To be done
Rewrite the stretch of the records below from their start through the line containing "332 98 L 328", requests included, scaling every coordinate in the answers by 1.3 and rounding to whole numbers, with halves rounded up. Omit the pictures from your version.

Dataset records
________________________________________

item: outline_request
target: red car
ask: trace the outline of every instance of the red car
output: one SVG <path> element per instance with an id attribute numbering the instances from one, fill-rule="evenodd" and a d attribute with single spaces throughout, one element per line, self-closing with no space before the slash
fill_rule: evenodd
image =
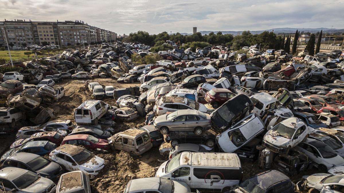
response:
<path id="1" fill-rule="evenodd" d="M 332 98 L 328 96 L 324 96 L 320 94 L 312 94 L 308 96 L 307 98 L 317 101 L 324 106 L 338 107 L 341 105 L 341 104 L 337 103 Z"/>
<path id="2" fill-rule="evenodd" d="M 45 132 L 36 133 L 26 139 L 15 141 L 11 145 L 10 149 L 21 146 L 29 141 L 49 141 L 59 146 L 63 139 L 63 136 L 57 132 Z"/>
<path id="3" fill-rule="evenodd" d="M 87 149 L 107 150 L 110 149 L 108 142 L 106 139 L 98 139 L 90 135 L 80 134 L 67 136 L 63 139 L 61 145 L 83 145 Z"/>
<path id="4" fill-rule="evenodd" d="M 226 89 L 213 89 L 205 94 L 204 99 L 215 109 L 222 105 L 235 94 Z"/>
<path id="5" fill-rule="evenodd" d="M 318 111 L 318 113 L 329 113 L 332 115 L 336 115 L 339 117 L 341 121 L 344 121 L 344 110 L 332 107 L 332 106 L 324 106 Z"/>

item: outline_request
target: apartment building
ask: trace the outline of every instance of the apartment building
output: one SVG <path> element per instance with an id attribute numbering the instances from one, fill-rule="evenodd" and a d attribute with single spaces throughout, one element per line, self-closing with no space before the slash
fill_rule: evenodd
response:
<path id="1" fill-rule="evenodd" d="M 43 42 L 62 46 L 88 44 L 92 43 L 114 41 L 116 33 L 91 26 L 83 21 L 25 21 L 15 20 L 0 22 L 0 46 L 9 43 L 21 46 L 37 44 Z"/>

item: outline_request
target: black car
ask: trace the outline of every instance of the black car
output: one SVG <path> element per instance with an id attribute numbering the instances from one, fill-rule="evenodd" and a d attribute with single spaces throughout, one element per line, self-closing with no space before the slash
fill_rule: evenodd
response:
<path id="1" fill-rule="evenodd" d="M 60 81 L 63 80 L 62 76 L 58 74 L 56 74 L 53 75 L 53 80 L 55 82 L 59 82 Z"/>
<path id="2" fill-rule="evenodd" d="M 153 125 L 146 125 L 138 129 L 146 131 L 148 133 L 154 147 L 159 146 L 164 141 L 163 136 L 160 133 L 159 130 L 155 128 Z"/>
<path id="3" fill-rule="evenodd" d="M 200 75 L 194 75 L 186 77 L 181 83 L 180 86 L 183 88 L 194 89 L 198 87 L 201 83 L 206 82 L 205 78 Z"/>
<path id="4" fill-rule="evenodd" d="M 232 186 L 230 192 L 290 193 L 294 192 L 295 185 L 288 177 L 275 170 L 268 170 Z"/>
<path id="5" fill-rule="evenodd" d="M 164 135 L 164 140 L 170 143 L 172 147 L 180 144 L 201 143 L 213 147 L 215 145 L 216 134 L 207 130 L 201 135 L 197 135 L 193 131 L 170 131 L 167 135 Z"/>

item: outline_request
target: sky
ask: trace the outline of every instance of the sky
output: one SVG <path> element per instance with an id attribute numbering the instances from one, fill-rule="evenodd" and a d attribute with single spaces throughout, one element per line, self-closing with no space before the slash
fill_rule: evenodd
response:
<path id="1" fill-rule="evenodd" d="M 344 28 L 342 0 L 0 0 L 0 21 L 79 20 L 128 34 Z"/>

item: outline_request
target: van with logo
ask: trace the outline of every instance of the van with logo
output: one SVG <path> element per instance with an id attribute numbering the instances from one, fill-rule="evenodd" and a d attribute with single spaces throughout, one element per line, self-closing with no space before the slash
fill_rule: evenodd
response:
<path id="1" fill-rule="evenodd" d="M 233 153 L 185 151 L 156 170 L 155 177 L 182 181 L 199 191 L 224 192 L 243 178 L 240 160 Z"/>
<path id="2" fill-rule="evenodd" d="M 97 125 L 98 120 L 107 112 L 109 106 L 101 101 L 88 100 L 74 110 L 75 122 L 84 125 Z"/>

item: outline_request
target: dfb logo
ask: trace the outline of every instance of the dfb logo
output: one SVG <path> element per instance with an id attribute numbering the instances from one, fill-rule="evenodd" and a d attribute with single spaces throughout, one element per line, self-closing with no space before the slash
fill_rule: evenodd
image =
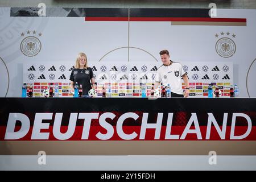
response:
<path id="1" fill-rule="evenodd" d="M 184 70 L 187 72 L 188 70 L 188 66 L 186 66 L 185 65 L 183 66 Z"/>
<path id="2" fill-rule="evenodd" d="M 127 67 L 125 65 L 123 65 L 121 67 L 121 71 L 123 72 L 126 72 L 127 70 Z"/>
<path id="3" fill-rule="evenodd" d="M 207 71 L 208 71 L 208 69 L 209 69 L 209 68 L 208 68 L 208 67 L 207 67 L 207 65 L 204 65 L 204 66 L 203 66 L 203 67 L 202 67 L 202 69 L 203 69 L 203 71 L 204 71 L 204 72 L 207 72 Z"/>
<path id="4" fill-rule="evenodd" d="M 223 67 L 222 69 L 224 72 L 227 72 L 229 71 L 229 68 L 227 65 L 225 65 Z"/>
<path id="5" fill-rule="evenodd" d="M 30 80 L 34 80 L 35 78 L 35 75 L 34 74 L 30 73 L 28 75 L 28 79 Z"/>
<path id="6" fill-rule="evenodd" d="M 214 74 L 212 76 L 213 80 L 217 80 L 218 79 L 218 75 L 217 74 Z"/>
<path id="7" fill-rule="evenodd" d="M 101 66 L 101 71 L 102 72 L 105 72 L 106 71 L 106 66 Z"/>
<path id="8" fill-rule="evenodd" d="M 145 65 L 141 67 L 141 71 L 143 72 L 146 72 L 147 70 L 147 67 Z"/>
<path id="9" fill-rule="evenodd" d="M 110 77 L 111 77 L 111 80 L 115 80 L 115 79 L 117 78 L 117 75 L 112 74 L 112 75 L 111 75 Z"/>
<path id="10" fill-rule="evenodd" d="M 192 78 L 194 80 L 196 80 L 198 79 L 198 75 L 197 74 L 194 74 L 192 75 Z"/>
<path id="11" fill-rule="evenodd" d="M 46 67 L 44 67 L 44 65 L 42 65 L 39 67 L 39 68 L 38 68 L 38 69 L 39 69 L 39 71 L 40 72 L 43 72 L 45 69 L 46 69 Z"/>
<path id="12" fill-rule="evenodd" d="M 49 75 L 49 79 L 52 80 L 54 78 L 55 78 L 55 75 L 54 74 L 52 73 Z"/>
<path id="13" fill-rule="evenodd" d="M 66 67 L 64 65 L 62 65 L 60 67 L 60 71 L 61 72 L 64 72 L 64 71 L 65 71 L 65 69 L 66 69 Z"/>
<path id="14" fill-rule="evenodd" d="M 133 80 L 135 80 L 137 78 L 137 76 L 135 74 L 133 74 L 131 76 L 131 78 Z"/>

________________________________________

Response to the task
item: outline_request
target: red car
ask: trace the outline of every instance of the red car
output: one SVG <path> element per instance with an id attribute numbering the instances from one, fill-rule="evenodd" and a d attribute with single spaces throughout, one element per line, self-closing with no space before the slash
fill_rule: evenodd
image =
response:
<path id="1" fill-rule="evenodd" d="M 432 127 L 426 125 L 421 125 L 416 122 L 406 122 L 400 125 L 399 127 L 412 131 L 421 138 L 439 139 L 443 137 L 443 135 L 438 134 Z"/>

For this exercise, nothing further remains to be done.